- _Quoted text_
# NASA Common Metadata Repository

[NASA's Common Metadata Repository (CMR)]{https://www.earthdata.nasa.gov/eosdis/science-system-description/eosdis-components/cmr} is a high-performance, high-quality, continuously evolving metadata system that catalogs all data and service metadata records for NASA's Earth Observing System Data and Information System (EOSDIS) system and will be the authoritative management system for all EOSDIS metadata. These metadata records are registered, modified, discovered, and accessed through programmatic interfaces leveraging standard protocols and APIs.

You can search the CMR system online here: https://cmr.earthdata.nasa.gov/

In [1]:
import rsgislib.dataaccess.nasa_cmr
import os
import datetime
import pprint

## Get information on a Product

You can query the CMR for metadata on a product using the function below. You can look up the available products and their names here:
https://earthdata.nasa.gov/eosdis/science-system-description/eosdis-standard-products


In [2]:
# MODIS NDVI Product
prod_name="MOD13Q1"

In [3]:
info_dict = rsgislib.dataaccess.nasa_cmr.get_prods_info(prod_short_name=prod_name)


In [4]:
pprint.pprint(info_dict)

- _Given request 1_
Pick out every line of the listing below that contains the string "tennis", and copy each one.

[Location identification items]
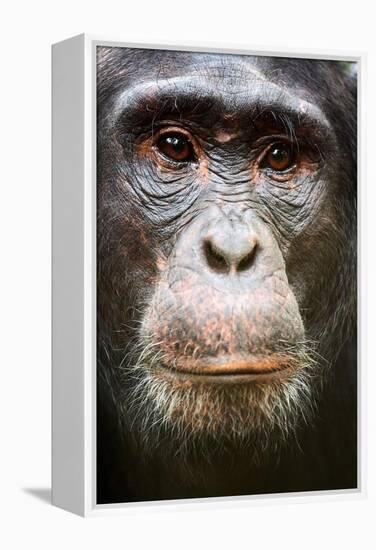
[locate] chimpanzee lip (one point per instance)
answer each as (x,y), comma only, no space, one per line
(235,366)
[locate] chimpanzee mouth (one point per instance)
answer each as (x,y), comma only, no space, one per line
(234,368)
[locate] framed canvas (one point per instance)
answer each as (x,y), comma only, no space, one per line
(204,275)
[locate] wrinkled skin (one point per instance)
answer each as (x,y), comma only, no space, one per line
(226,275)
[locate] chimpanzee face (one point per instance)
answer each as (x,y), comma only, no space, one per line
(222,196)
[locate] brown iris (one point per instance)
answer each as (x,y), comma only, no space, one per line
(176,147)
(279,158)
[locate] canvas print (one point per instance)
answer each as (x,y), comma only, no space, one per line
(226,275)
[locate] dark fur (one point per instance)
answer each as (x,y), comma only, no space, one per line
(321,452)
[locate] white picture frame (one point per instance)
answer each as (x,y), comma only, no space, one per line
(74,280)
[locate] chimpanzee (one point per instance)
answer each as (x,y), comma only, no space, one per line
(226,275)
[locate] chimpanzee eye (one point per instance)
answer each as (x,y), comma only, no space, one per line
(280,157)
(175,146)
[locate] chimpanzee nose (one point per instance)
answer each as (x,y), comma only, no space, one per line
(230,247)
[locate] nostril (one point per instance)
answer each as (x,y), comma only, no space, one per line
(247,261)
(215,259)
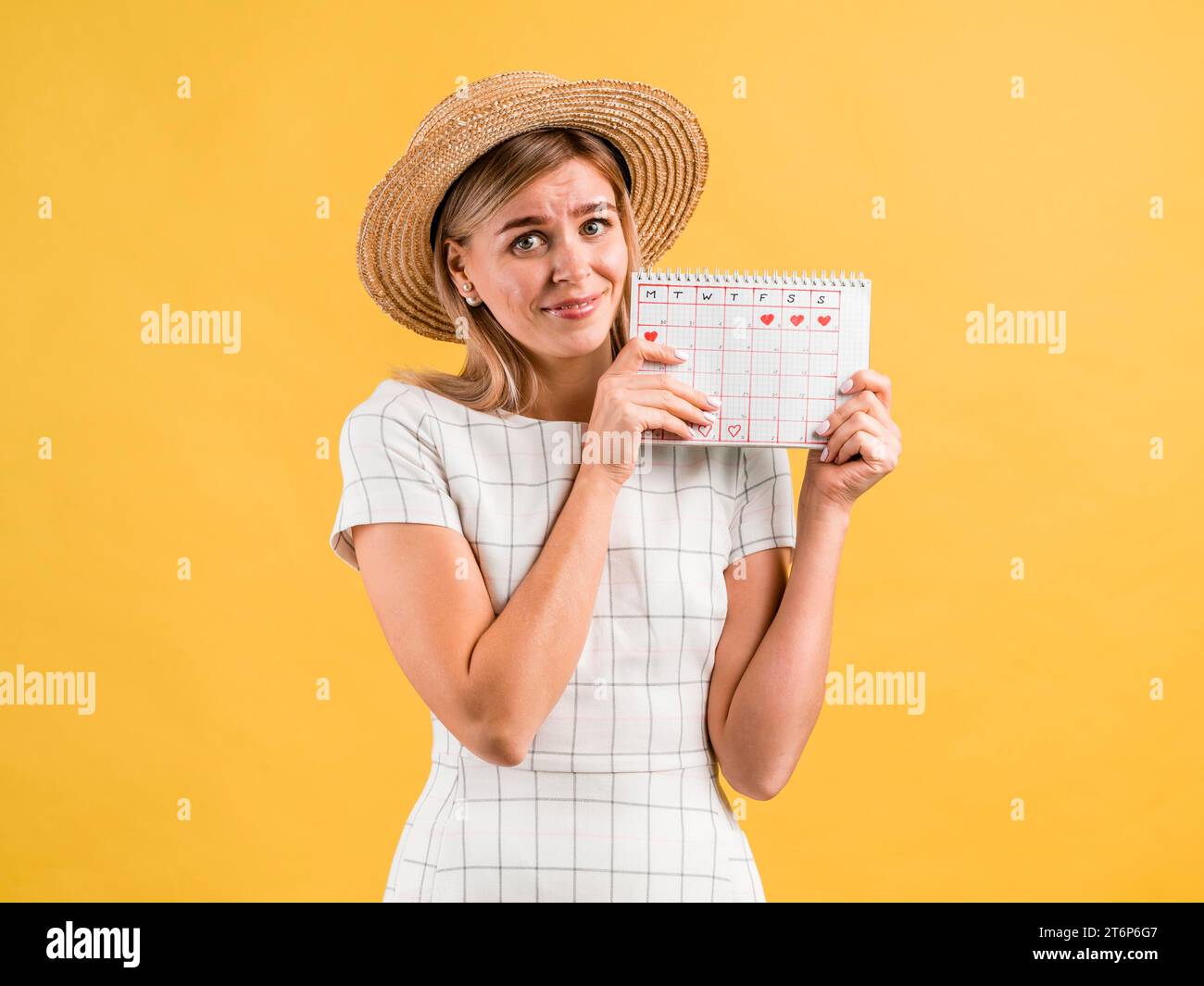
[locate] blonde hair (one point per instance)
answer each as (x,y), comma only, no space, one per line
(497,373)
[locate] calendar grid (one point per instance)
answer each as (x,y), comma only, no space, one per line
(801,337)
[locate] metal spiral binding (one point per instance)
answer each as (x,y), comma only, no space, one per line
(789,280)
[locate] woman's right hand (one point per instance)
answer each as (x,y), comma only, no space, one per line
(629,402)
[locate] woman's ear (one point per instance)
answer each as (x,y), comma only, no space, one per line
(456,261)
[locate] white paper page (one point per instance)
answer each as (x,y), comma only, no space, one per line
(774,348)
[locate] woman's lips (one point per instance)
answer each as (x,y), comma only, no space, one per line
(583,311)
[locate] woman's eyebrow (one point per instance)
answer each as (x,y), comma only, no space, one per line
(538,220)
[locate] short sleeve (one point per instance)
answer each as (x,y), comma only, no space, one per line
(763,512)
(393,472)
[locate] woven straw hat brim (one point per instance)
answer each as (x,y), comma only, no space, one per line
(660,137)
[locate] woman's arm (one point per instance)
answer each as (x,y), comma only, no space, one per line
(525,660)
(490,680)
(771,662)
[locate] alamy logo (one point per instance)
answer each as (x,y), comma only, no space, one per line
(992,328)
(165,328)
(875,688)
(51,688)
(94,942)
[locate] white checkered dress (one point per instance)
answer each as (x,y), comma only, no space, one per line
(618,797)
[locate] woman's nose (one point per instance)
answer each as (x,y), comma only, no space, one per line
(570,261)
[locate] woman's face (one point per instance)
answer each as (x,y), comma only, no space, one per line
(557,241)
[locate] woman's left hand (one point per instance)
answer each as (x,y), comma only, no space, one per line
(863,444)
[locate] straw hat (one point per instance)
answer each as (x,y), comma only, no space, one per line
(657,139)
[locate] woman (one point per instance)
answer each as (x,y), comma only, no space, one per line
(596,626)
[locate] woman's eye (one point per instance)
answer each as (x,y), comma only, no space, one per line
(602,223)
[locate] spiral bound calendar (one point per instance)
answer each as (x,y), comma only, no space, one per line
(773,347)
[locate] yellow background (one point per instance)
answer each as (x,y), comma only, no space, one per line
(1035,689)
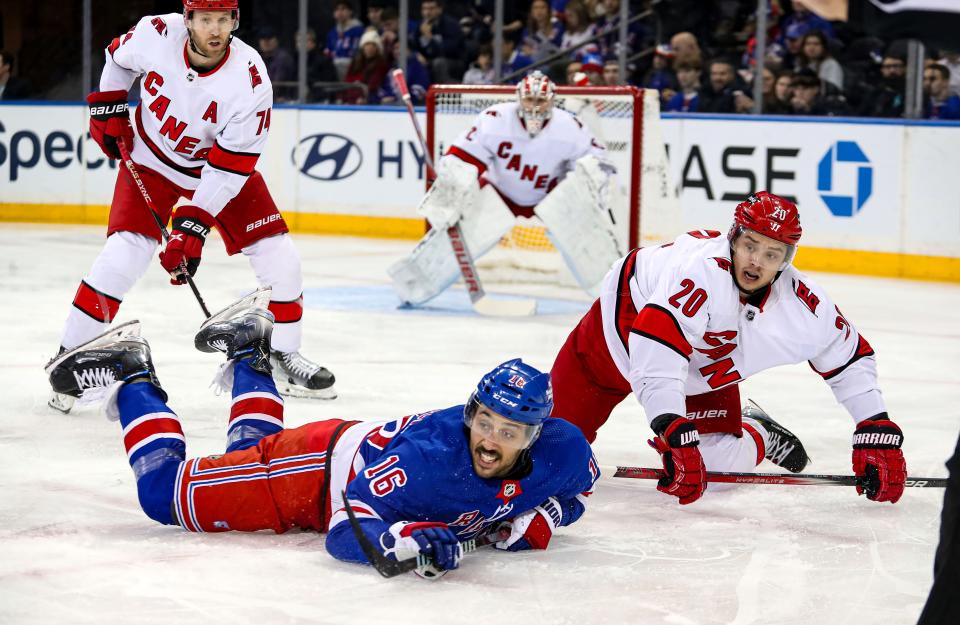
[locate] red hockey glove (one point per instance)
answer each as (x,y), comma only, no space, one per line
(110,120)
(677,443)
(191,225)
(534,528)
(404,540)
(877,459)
* * *
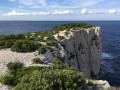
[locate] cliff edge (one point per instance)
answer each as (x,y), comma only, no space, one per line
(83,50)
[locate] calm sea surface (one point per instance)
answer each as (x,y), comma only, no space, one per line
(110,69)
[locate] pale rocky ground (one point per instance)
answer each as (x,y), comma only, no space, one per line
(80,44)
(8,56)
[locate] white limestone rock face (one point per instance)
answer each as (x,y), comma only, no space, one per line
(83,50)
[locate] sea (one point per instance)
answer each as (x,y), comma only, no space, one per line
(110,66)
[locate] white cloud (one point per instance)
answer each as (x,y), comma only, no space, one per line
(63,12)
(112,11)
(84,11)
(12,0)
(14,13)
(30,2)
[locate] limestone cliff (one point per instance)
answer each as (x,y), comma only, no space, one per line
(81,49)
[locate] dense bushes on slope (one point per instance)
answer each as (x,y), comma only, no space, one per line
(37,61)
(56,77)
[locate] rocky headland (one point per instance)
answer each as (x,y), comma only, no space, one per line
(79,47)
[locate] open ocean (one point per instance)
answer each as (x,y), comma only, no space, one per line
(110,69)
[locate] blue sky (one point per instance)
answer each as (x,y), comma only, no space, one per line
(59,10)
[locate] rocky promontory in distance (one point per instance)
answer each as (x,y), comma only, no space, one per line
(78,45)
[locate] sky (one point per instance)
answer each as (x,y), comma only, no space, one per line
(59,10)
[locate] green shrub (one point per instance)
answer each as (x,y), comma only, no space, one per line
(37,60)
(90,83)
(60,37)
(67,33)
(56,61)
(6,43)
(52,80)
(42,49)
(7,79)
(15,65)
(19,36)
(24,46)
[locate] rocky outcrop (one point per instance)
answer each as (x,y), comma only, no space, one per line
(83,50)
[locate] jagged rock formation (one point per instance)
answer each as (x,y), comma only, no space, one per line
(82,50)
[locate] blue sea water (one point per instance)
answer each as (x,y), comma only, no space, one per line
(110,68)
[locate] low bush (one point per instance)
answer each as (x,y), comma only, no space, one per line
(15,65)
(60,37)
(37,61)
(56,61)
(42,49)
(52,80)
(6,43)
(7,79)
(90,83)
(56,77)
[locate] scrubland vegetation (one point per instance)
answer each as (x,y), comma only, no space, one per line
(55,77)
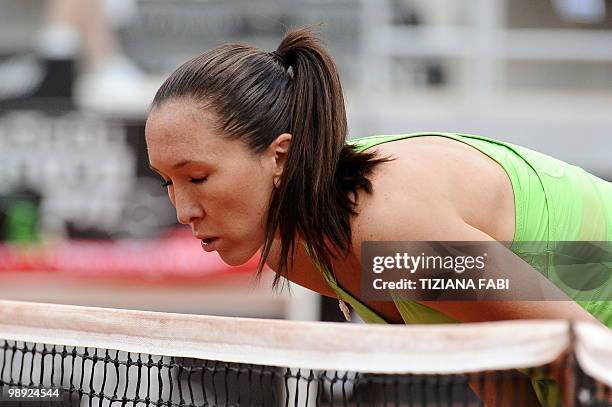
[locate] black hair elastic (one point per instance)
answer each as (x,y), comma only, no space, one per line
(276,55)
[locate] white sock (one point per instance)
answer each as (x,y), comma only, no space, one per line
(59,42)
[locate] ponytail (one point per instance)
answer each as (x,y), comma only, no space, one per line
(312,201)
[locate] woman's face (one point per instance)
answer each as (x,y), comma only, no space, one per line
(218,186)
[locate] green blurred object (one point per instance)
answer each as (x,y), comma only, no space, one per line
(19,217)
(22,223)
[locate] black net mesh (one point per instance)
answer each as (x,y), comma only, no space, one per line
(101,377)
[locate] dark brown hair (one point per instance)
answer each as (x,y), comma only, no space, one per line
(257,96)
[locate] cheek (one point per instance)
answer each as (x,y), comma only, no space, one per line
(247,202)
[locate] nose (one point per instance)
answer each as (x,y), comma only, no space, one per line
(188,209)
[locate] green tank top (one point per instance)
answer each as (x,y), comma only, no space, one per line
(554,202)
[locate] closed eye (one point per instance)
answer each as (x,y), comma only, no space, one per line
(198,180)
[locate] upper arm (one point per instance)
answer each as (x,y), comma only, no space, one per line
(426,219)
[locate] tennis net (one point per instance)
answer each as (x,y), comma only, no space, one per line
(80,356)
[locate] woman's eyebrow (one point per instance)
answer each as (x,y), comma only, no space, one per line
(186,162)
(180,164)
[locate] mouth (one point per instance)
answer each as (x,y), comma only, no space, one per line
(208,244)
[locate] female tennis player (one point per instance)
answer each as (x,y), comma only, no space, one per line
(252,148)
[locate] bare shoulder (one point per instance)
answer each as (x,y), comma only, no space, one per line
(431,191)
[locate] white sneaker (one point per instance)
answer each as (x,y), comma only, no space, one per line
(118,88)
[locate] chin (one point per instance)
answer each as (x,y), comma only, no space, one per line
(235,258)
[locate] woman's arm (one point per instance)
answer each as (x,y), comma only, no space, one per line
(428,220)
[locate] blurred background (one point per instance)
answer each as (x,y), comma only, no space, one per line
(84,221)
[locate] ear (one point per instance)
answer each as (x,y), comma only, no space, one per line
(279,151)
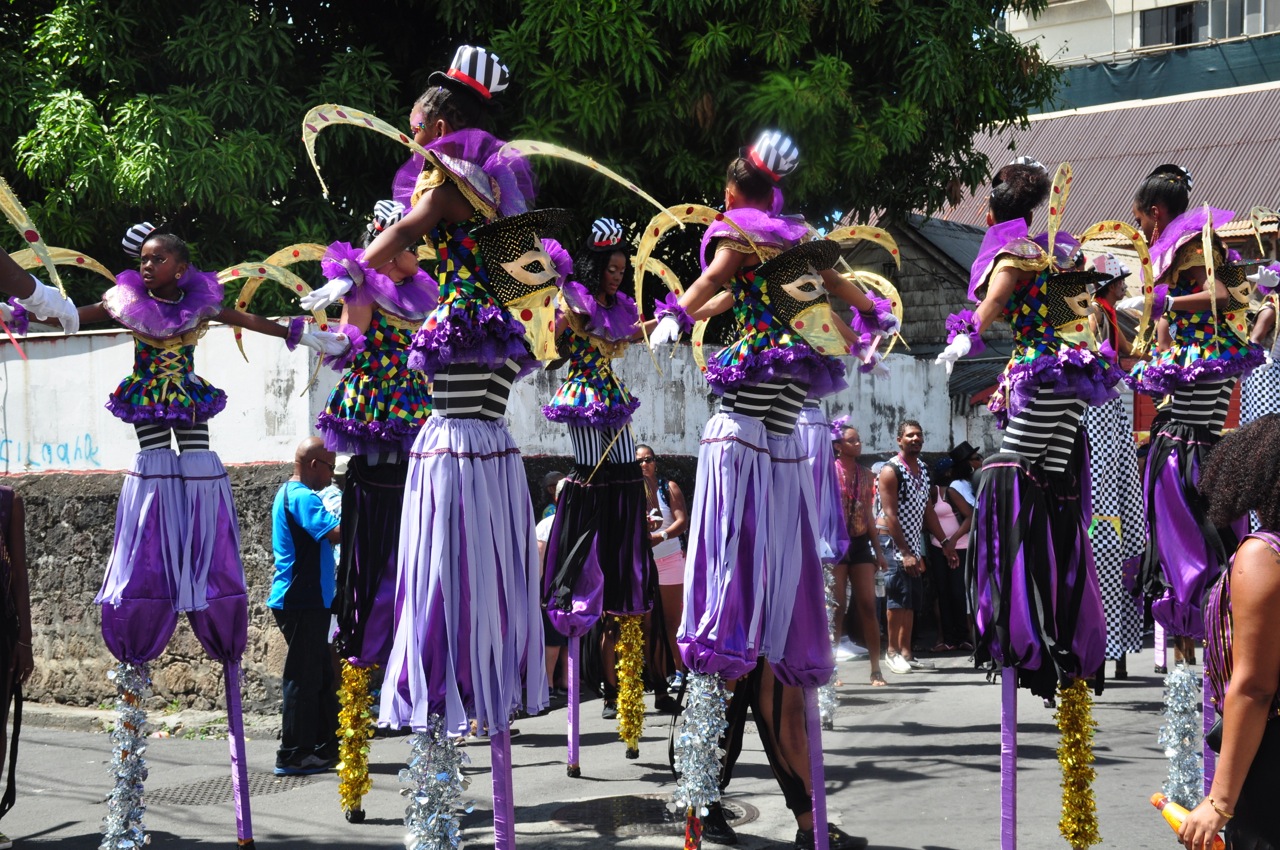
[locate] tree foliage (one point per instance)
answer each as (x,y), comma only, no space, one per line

- _Given request 2_
In the page on NASA's Common Metadata Repository, which product short name is assigned to prod_name, and what product is it?

- _Right answer 1_
[locate] tennis net (one point per instance)
[locate] female tennis player (one point per instance)

- _Right answer 2_
MOD13Q1, the MODIS NDVI product.